Problem details:
Isolate every line in the data with the string "outline" and copy it.

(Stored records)

========================================

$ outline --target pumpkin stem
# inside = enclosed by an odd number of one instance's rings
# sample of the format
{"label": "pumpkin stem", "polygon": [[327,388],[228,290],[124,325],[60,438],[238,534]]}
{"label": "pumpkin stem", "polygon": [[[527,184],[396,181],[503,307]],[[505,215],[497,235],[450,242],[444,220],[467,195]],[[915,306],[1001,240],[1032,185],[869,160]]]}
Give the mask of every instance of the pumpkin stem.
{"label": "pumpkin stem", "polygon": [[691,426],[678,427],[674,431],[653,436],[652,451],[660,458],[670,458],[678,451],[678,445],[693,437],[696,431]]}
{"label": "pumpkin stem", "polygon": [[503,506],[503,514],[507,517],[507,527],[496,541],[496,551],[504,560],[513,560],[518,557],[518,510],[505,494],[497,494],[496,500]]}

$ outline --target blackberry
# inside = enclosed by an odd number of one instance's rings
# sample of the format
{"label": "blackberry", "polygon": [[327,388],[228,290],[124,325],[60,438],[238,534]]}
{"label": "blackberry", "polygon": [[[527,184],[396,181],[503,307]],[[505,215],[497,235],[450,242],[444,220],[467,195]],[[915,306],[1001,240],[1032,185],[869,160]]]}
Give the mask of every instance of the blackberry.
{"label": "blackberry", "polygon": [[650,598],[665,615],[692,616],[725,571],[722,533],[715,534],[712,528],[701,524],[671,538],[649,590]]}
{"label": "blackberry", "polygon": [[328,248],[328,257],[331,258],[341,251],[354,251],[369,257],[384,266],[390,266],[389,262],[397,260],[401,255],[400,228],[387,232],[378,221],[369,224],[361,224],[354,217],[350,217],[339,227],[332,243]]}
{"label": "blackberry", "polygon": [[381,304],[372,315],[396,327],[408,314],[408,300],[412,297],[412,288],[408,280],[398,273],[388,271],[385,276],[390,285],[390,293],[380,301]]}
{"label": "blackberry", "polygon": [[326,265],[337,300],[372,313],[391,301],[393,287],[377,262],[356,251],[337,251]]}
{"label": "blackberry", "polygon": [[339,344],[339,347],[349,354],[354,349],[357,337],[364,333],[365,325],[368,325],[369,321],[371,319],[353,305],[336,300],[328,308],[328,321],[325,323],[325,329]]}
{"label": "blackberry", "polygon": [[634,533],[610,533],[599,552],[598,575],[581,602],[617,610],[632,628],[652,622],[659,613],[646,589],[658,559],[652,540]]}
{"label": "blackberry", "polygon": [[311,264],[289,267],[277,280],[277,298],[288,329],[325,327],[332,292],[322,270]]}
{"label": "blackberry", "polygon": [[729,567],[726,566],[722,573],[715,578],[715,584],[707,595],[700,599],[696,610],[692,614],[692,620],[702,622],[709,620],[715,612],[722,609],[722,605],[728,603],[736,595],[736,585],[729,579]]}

========================================

Answer to this problem:
$ outline --target pumpkin stem
$ outline --target blackberry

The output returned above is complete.